** START Text segment **
# Problem installing ntop from ports



## hmp (Feb 23, 2009)

Hello.

I'm trying to install ntop form ports and there seems to be some kind of problem I can't figure out how to solve.



> /usr/ports/net/ntop]# make install clean
> ===>   ntop-3.3.8 depends on package: rrdtool>=1.2 - found
> ===>   ntop-3.3.8 depends on executable: gmake - found
> ===>   ntop-3.3.8 depends on file: /usr/local/bin/automake-1.9 - found
> ...





> autoconf -V
> autoconf (GNU Autoconf) 2.62



I also tried deinstalling 2.62 and installing 2.61, didn't work either, but there was something wierd. It still said that it is generated for 2.61 and that I have another version, although that isn't the situation.

Is there a solution to this problem and if it isn't a problem that you write a straight forward one with a little explanation.

Thank You in advance.

With regards,
hmp


----------



## DutchDaemon (Feb 23, 2009)

Did you do a *make clean* before retrying the build?


----------



## jb_fvwm2 (Feb 23, 2009)

to the OP:

I dont know, but I'd 
make run-depends-list; 
make build-depends-list
in /devel/autoconf262/ 
and rebuild the five or so ports (deinstall
and install anew).  If I suspected
that was the problem.
** END Text segment **
** START Raw records **
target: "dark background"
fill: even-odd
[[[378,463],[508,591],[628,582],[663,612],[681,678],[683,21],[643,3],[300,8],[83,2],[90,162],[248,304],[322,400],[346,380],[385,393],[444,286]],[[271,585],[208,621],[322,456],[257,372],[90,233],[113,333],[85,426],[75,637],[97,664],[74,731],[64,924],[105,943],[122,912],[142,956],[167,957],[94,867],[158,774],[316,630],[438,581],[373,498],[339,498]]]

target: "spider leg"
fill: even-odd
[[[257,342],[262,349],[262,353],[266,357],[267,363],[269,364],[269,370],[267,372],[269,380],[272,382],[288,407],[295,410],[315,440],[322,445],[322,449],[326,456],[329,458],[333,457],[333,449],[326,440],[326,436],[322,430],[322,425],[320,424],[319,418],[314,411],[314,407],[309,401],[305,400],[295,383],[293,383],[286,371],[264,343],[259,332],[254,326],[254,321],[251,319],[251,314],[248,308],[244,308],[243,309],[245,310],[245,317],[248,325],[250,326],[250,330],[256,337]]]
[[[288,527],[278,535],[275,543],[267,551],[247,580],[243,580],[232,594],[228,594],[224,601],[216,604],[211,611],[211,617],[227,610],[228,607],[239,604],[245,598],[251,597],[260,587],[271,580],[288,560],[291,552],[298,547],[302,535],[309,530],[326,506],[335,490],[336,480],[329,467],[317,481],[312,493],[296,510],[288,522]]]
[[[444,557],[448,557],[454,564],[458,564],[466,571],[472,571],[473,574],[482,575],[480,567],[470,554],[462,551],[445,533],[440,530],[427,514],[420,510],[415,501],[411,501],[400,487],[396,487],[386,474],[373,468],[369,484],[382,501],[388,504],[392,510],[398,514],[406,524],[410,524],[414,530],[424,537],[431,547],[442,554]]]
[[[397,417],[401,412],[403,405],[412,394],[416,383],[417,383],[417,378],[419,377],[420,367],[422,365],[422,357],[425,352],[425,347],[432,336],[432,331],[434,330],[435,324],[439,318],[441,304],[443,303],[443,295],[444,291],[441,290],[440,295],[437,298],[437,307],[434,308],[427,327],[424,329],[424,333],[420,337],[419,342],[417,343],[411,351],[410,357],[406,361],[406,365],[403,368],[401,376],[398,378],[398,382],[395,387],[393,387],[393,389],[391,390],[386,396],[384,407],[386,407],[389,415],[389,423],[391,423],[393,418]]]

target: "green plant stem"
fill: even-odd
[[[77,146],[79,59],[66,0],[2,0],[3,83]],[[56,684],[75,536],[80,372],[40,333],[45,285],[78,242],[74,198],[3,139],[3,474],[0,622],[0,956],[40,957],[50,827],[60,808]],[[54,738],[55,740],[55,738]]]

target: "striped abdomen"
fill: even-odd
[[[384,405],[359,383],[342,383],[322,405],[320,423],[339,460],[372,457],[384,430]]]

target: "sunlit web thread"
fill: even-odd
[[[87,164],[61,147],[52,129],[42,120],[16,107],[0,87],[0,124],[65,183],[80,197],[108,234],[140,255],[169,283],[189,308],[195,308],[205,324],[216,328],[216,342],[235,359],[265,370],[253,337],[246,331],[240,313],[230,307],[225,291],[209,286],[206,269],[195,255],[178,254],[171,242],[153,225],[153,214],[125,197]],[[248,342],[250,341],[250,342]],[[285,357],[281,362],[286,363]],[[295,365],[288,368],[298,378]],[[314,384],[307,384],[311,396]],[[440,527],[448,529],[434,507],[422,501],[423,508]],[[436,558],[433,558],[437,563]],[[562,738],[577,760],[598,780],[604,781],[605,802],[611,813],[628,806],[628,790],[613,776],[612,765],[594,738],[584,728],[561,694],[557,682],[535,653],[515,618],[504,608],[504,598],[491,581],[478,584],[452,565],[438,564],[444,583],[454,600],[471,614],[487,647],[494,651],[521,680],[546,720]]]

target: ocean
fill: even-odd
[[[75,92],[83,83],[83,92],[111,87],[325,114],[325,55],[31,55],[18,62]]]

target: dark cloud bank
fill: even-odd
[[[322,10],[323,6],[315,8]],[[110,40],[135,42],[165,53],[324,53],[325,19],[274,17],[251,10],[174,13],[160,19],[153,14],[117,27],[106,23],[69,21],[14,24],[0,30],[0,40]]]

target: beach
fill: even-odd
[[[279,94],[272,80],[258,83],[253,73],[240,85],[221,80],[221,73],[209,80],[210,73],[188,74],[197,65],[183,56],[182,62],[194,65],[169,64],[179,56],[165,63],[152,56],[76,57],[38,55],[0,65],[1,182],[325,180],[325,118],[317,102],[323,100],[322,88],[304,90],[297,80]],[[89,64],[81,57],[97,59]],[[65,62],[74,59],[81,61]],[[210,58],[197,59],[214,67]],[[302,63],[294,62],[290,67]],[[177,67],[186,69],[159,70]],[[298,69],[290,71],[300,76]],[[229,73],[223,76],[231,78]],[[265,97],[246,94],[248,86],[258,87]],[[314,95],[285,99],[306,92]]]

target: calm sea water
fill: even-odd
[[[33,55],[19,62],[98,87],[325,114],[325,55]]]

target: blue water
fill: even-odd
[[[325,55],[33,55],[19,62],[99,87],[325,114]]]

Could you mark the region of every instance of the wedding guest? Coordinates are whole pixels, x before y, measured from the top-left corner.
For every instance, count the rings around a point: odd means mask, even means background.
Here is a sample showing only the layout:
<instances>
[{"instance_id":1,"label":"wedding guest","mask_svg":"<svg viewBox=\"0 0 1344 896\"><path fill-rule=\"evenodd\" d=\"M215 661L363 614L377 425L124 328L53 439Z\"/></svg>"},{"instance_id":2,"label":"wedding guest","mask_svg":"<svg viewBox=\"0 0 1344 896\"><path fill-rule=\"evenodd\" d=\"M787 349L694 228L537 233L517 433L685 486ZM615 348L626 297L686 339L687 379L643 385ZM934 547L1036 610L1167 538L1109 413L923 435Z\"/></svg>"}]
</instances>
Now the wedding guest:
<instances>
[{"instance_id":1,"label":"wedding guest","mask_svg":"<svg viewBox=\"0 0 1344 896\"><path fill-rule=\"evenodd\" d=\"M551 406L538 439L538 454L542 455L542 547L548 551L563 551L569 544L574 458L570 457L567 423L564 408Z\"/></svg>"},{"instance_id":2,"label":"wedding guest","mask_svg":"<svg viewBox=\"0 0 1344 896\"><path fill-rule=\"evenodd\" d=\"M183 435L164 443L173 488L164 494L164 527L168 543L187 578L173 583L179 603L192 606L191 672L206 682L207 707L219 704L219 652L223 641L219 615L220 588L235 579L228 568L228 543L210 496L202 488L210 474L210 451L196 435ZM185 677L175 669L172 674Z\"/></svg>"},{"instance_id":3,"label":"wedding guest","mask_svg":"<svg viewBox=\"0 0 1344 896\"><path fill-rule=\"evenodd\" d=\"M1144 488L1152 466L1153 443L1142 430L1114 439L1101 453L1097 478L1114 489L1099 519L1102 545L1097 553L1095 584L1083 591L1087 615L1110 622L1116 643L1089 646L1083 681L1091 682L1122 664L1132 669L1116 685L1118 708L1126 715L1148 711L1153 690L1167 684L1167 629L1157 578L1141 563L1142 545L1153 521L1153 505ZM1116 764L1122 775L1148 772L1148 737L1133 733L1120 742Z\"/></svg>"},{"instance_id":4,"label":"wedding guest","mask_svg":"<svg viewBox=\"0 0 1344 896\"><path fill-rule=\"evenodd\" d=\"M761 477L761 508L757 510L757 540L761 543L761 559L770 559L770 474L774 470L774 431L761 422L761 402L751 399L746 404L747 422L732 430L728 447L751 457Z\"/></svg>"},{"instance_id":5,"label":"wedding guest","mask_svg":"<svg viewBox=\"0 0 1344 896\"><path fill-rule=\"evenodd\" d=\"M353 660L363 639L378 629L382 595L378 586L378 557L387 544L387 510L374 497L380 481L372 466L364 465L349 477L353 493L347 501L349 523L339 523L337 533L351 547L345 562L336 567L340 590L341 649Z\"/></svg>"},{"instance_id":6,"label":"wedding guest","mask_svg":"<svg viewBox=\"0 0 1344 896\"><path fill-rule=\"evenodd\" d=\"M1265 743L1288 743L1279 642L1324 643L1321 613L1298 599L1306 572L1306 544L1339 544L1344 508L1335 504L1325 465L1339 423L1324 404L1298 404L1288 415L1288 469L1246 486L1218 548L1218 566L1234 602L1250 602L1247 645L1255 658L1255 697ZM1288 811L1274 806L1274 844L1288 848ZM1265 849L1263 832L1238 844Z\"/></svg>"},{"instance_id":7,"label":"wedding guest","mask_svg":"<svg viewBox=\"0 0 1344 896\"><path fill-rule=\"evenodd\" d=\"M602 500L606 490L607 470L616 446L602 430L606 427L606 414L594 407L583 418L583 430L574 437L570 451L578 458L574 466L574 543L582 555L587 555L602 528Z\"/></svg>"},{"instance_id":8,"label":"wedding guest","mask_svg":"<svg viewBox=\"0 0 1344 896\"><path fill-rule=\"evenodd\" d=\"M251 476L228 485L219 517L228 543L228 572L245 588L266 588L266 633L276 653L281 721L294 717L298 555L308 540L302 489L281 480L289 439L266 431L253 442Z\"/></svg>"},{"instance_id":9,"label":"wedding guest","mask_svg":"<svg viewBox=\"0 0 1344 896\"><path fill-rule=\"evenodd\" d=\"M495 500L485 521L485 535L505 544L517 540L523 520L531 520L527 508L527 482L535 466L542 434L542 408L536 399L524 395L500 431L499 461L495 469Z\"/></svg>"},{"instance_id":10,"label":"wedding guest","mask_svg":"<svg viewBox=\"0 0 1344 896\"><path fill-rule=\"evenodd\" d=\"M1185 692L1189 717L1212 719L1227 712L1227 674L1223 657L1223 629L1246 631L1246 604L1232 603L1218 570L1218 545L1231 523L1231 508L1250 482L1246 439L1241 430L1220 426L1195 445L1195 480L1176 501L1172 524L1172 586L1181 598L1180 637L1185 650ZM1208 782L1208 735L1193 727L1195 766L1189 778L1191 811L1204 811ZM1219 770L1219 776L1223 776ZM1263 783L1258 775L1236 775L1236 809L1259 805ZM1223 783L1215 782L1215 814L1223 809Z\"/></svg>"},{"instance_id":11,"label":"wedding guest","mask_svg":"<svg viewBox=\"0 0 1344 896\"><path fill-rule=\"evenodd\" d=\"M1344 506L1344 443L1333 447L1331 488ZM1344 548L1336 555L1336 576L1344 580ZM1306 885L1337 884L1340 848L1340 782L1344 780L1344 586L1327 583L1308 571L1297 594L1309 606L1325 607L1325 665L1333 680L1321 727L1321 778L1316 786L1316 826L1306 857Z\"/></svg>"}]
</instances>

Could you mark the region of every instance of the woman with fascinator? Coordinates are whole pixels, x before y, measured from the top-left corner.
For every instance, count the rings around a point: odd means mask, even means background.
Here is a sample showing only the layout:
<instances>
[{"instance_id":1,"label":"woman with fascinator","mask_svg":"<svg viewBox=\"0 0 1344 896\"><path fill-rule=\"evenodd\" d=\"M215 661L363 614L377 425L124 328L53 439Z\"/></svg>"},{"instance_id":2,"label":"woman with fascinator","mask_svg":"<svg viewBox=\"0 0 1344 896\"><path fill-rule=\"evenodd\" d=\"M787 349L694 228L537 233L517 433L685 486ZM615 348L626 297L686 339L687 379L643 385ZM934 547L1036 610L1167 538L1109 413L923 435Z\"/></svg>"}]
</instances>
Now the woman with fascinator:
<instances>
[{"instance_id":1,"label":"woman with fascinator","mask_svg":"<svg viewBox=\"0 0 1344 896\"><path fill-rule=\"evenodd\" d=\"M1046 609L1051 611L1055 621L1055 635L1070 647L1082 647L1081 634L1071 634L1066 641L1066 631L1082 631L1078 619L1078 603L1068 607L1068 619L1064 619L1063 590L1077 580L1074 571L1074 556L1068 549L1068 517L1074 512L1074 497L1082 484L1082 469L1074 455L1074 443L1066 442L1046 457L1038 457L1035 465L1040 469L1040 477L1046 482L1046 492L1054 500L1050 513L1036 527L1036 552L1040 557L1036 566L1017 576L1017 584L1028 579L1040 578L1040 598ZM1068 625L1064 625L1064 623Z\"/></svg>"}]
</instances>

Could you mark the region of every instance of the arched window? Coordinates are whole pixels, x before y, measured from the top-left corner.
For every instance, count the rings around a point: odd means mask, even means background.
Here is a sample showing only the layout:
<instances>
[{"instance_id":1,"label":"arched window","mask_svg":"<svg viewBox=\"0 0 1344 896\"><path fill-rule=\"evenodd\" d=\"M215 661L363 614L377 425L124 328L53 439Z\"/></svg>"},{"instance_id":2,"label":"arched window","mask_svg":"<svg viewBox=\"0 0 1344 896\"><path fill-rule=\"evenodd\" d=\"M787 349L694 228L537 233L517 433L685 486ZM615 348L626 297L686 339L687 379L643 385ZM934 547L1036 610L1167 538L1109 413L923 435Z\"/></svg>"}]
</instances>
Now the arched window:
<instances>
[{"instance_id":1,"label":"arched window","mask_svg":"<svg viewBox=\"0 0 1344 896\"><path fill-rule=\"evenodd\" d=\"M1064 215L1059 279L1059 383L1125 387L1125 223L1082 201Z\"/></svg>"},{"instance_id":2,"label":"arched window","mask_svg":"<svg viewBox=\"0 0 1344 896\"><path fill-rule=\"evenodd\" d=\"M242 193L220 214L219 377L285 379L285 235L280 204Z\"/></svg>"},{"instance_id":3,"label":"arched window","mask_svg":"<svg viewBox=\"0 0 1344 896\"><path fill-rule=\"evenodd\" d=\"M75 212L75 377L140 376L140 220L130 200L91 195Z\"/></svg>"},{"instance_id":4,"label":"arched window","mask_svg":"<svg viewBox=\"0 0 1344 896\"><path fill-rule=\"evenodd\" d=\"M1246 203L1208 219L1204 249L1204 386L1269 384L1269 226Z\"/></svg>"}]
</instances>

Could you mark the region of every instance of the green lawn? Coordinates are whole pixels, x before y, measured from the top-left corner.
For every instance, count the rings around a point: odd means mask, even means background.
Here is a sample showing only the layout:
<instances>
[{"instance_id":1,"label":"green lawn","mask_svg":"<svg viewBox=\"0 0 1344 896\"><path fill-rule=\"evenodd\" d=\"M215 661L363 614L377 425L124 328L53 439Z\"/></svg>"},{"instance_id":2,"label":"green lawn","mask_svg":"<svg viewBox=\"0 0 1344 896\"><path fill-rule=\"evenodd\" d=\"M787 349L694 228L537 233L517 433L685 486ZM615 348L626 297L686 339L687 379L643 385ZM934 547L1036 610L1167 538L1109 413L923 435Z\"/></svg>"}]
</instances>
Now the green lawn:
** END Raw records **
Required work
1 > In the forum thread about installing ntop from ports, list every dependency that the build output says ntop-3.3.8 depends on.
2 > Write what comes next in the forum thread about installing ntop from ports, continuing from its final reply.

In response
1 > rrdtool>=1.2, gmake, /usr/local/bin/automake-1.9

2 >
you can guess the oldest by
ls -lac /var/db/pkg/m4- (etc) for
each of them and see their least recent file
creation or modification times.


----------



## hmp (Feb 23, 2009)

I did it both and it worked. Think I might have forgoten to make clean that one time I changed the version.

All nice and fine, it configures fine, but wait... There is an error in the making process ( or should I say "many errors"? ).




> gmake[1]: Entering directory `/usr/ports/net/ntop/work/ntop-3.3.8'
> Making all in .
> gmake[2]: Entering directory `/usr/ports/net/ntop/work/ntop-3.3.8'
> if /bin/sh ./libtool --tag=CC --mode=compile cc -DHAVE_CONFIG_H -I. -I. -I. -I. -I/usr -I/usr/local/include -I/usr/include  -DAPPLLIB_EXP="/usr/local/lib/perl5/5.8.8/BSDPAN" -DHAS_FPSETMASK -DHAS_FLOATINGPOINT_H -fno-strict-aliasing -pipe -Wdeclaration-after-statement -I/usr/local/include  -I/usr/local/lib/perl5/5.8.8/mach/CORE    -DFREEBSD -I/usr/local/include -I/opt/local/include -I/usr/local/include -I/usr/include  -g -O2 -fno-strict-aliasing -pipe -I/usr/local/include -I/opt/local/include -g -Wshadow -Wpointer-arith -Wmissing-prototypes -Wmissing-declarations -Wnested-externs  -fPIC -DPIC -MT address.lo -MD -MP -MF ".deps/address.Tpo" -c -o address.lo address.c; \
> ...



While configuring he clearly finds it: checking for typedef u_int64_t... yes

I tried to manually add it to /usr/local/include/stdint.h and it exists in /usr/include/sys/types.h but nothing changes. Seems this program doesn't like me.

P.S. I just saw i posted it in the wrong section so can the mod/admin please move it to the right one.

Thank You.

With regards,
hmp


----------



## jb_fvwm2 (Feb 24, 2009)

if you install /portsopt/ then
run that in /ntop/, it may show you
configurations you can change that might
fix the build


----------



## hmp (Feb 24, 2009)

Did that, found nothing useful.

Thank You.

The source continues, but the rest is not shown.